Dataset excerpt
▼▼▼

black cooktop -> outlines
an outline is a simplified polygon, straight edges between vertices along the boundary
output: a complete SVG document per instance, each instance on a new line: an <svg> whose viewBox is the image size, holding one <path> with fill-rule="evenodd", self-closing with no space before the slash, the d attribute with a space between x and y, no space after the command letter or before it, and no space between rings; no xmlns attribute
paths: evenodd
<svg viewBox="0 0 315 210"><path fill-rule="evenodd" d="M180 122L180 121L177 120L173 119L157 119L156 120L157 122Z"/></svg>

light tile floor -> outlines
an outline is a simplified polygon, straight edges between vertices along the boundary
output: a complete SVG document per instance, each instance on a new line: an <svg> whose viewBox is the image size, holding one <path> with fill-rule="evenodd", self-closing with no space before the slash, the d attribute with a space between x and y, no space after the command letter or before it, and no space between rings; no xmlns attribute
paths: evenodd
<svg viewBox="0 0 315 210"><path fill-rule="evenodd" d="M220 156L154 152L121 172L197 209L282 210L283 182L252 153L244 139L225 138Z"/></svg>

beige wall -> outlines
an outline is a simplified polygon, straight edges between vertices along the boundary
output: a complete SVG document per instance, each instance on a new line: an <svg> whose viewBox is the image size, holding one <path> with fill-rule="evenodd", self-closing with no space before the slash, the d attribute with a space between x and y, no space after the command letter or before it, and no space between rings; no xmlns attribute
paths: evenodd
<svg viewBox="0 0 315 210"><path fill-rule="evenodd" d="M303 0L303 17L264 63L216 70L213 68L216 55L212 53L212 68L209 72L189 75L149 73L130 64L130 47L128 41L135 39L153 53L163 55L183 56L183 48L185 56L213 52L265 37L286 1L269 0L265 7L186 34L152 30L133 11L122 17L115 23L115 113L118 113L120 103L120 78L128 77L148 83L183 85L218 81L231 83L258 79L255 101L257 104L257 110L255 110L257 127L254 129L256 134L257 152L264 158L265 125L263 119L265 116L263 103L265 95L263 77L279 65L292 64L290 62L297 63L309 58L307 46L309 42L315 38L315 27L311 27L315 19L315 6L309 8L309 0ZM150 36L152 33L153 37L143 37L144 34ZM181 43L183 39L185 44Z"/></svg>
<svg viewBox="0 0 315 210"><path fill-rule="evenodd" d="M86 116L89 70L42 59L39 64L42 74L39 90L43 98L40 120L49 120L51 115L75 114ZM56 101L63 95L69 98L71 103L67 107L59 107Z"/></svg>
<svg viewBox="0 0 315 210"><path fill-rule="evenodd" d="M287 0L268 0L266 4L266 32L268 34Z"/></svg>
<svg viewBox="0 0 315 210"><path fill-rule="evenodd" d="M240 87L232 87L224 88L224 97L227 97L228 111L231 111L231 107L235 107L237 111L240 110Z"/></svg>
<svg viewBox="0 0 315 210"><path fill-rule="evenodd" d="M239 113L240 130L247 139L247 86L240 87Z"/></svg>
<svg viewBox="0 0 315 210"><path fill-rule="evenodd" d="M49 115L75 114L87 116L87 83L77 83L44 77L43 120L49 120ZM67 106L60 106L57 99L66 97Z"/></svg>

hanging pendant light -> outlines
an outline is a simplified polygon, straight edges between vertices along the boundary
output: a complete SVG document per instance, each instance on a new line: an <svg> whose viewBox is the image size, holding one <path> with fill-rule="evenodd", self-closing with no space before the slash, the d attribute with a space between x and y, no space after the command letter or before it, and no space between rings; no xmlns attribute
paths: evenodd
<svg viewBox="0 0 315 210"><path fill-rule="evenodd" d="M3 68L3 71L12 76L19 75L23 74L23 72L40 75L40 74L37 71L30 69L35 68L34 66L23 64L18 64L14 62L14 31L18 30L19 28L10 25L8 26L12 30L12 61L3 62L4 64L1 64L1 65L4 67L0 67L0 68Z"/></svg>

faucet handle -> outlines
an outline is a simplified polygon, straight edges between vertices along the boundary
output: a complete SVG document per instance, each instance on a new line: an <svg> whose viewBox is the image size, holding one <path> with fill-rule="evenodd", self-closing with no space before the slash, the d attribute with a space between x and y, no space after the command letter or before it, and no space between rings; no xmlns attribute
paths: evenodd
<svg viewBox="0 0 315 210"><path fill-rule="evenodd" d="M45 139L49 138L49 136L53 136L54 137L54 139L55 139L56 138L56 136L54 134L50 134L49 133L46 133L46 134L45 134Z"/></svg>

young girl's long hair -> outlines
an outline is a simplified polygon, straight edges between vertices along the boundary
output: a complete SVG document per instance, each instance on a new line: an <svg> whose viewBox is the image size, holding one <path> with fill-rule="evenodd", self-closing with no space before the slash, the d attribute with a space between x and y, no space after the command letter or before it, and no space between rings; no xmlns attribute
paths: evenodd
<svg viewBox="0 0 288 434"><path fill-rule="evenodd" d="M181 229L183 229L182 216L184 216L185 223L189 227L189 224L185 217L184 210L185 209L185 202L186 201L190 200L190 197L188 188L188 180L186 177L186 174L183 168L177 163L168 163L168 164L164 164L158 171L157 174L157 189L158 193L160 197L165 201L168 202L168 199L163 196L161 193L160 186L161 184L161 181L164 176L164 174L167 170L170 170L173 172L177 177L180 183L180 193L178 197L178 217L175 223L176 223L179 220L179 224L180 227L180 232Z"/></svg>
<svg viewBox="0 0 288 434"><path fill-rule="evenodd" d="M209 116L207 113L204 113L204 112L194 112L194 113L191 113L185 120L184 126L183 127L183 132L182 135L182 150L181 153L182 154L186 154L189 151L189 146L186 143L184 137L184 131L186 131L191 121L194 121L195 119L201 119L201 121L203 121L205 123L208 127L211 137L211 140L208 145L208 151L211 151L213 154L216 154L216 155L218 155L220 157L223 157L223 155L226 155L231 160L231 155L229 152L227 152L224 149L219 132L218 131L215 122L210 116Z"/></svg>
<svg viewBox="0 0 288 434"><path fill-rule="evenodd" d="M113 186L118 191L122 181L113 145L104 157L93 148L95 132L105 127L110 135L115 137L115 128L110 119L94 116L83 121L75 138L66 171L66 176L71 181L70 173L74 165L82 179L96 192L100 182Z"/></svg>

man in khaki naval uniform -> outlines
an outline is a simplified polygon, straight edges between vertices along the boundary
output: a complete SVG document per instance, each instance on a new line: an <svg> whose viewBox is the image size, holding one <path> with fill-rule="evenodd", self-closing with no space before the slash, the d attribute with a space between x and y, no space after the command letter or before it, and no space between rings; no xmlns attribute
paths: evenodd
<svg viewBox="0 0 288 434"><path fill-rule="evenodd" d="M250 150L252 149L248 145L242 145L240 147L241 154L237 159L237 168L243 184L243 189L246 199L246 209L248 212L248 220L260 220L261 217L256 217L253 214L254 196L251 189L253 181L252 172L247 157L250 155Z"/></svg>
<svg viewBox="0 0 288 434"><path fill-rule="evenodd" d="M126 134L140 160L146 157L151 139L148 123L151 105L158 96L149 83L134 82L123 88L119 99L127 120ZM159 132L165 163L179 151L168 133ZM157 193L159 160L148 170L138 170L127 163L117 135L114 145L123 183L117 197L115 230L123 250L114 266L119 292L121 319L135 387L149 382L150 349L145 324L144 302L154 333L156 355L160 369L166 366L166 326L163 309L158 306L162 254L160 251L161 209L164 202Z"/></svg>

▲▲▲

Copy out verbatim the rows above, starting with the line that contains "man in khaki naval uniform -> outlines" and continuing through the last row, with both ends included.

- _Correct answer_:
man in khaki naval uniform -> outlines
an outline is a simplified polygon, straight edges between vertices along the boundary
output: a complete SVG document per instance, each instance on a new line: an <svg> whose viewBox is the image size, holding one <path> with fill-rule="evenodd", self-closing with no space before the slash, the d attribute with a space between x and y, no space after the command letter or before it, and no space between rings; no xmlns attribute
paths: evenodd
<svg viewBox="0 0 288 434"><path fill-rule="evenodd" d="M250 150L252 149L248 145L242 145L240 147L241 154L237 159L237 168L243 184L243 189L246 199L246 209L248 212L248 220L260 220L261 217L256 217L253 214L254 196L251 189L253 181L252 172L247 157L250 155Z"/></svg>
<svg viewBox="0 0 288 434"><path fill-rule="evenodd" d="M126 134L140 160L146 157L151 139L148 123L151 105L158 96L149 83L134 82L123 88L119 99L127 120ZM159 132L165 163L179 151L168 133ZM157 193L159 160L148 170L138 170L127 163L117 135L114 145L123 183L117 197L115 230L123 250L114 266L119 292L121 319L135 387L149 382L150 349L145 324L144 302L154 333L156 355L160 369L166 366L166 326L163 309L158 306L162 254L160 251L161 209L164 202Z"/></svg>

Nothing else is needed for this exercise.